**OBJECTIVE:** Copy the lines below verbatim. Start at the line that contains "Exercise. Mark every instance of the sepia" and stop after the line that contains "85), (88, 169)]".

====

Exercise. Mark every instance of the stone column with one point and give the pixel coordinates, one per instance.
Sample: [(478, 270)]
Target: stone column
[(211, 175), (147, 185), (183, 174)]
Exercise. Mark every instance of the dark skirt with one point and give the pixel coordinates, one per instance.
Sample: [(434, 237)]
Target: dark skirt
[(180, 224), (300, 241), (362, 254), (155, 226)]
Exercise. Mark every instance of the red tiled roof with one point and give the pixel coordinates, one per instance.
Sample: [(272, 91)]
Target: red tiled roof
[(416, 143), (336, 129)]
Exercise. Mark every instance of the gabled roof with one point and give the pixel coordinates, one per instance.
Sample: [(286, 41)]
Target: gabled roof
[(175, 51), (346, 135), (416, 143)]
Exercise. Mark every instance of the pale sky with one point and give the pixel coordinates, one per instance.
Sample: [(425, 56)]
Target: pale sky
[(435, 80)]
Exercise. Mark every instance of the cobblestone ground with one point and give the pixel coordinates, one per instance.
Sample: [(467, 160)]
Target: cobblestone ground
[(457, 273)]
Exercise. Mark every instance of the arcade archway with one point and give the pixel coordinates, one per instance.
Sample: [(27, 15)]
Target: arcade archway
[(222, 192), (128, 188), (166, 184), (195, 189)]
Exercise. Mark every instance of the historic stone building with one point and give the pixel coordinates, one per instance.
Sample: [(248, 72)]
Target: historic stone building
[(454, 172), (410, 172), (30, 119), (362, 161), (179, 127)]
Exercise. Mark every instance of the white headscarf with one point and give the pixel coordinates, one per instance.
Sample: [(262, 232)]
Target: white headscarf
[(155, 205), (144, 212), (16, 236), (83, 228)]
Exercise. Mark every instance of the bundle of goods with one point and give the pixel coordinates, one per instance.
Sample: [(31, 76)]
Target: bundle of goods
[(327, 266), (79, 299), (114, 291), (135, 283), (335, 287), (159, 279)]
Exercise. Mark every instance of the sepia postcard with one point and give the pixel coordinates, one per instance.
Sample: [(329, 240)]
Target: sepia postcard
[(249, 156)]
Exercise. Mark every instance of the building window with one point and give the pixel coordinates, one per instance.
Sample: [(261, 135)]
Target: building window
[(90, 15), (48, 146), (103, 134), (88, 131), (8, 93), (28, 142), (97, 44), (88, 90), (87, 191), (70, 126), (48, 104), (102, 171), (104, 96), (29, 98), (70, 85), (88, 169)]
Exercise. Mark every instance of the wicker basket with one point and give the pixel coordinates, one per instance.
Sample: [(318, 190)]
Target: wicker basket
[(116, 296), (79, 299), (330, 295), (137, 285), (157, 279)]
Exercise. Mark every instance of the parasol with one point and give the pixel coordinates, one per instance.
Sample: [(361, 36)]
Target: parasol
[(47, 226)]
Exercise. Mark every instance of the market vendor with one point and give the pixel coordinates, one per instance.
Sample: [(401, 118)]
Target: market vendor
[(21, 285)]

====

**IN RESPONSE:**
Exercise. Mark every instance of the sepia postcard with one point and give the pixel coordinates, one per instance.
Sample: [(329, 240)]
Target: sepia postcard
[(249, 156)]
Exercise. Mark every instance of the building window with one point and give the pixel coordinates, one per instance.
Sample: [(261, 135)]
Target: building window
[(90, 15), (48, 146), (103, 134), (88, 131), (8, 93), (28, 142), (97, 44), (88, 90), (87, 191), (70, 126), (48, 104), (102, 171), (104, 96), (29, 98), (70, 85), (88, 169)]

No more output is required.